* **Data entries**
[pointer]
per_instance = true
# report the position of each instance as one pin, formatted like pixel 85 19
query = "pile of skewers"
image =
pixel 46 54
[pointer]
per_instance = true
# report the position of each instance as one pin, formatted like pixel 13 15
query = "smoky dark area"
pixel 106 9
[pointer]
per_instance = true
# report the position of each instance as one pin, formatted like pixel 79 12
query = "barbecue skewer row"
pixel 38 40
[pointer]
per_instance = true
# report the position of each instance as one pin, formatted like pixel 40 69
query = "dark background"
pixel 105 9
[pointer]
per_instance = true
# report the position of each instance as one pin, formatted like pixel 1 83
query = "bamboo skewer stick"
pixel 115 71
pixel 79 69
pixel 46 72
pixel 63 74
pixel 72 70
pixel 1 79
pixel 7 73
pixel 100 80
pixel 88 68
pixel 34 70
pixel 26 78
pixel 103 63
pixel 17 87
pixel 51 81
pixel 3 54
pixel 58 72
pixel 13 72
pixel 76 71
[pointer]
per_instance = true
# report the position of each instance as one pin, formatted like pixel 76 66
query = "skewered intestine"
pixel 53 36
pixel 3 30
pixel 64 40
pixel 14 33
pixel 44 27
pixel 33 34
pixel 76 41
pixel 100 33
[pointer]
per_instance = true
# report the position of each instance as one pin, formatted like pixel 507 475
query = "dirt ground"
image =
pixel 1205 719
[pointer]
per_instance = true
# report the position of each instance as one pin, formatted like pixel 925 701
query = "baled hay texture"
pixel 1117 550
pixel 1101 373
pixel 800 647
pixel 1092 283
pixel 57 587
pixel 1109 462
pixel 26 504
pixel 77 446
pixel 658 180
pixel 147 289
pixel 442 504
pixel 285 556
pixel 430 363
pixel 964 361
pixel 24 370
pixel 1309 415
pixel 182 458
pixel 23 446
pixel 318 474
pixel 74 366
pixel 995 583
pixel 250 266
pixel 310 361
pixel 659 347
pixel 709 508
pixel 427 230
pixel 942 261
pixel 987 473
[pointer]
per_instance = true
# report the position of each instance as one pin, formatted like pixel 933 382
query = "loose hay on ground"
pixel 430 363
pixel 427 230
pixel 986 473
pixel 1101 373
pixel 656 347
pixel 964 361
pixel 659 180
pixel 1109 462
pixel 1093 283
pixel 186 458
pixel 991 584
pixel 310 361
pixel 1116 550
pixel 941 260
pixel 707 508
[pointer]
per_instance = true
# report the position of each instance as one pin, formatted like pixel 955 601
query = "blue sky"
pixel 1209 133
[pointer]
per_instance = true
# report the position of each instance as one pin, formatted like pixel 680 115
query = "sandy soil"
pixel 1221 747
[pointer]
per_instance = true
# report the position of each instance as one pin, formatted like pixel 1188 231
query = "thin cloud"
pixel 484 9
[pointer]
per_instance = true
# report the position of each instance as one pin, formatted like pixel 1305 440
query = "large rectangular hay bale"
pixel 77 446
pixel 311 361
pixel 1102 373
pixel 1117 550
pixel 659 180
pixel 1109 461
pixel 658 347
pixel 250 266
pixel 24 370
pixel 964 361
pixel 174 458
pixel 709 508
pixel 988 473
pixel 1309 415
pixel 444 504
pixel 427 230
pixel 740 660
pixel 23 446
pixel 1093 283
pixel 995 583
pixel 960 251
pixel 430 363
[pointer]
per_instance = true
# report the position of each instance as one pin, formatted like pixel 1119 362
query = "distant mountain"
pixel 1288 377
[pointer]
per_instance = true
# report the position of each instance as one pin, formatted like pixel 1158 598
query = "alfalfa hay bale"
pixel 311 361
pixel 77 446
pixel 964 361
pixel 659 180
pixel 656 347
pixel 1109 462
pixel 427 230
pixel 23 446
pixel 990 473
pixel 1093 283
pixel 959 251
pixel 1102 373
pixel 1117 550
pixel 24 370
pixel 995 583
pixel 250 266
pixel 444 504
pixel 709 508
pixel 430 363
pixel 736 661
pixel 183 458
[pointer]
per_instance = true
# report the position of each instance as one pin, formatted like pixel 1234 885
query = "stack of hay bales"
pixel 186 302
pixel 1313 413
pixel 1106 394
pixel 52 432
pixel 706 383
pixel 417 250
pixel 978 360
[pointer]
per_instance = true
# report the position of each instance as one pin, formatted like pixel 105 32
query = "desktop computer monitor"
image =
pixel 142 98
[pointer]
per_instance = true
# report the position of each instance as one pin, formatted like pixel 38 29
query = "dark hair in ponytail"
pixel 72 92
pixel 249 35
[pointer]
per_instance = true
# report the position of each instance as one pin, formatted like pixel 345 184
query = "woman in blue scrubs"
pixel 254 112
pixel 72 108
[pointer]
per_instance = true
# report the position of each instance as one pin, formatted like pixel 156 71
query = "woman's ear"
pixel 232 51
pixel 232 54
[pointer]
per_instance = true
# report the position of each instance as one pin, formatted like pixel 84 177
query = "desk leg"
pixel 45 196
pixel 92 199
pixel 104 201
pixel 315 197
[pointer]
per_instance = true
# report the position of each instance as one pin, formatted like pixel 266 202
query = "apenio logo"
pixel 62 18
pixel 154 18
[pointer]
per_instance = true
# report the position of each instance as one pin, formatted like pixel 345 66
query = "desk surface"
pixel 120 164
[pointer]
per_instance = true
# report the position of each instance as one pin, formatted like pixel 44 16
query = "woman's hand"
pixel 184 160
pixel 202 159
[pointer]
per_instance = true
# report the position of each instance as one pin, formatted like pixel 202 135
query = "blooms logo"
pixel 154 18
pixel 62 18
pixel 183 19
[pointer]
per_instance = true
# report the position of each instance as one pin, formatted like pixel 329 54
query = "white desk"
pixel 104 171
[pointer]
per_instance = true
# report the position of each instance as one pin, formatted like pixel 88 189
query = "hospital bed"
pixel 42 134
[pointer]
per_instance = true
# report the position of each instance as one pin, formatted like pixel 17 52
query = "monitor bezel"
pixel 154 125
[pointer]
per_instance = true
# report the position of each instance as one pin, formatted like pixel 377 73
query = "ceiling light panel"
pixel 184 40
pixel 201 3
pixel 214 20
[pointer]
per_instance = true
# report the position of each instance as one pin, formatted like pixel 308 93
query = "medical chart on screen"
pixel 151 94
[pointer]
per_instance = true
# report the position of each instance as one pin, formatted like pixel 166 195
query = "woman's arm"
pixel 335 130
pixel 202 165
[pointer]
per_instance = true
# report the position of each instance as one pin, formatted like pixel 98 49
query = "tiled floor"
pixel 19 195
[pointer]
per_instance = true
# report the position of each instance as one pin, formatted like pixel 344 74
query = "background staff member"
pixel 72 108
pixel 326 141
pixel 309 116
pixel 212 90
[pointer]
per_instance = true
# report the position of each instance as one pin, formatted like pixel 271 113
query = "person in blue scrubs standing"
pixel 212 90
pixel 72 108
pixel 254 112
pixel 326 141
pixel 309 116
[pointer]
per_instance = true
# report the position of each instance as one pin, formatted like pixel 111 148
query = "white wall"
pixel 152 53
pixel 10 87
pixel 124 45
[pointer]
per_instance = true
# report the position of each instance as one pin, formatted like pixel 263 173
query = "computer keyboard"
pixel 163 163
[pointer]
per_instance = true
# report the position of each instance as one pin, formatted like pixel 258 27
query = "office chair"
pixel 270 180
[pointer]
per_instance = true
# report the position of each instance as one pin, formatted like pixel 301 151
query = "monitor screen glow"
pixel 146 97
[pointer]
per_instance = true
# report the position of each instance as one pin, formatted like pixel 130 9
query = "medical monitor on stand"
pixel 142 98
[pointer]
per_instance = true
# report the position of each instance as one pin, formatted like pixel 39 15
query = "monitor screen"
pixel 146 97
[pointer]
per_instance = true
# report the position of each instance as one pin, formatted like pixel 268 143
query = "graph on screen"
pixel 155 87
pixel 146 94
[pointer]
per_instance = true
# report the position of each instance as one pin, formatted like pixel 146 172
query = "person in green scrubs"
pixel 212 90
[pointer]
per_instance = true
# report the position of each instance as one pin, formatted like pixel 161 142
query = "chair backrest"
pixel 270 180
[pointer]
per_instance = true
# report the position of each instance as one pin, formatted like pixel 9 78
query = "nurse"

* **WHAT IS EXPECTED**
Reproduce every line of the records above, requests included, from the start of the records through the line containing "pixel 38 40". Add 29 to each number in the answer coordinates, leaving the requests and their format samples unchanged.

* **TASK SOLUTION**
[pointer]
per_instance = true
# report the position of each instance as one pin, formatted like pixel 85 19
query = "pile of skewers"
image =
pixel 75 83
[pointer]
per_instance = true
# report the position of each instance as one pin, formatted like pixel 13 15
query = "smoky dark area"
pixel 135 38
[pointer]
per_instance = true
# report the position of each instance as one pin, formatted like pixel 79 12
query = "barbecue skewer row"
pixel 67 69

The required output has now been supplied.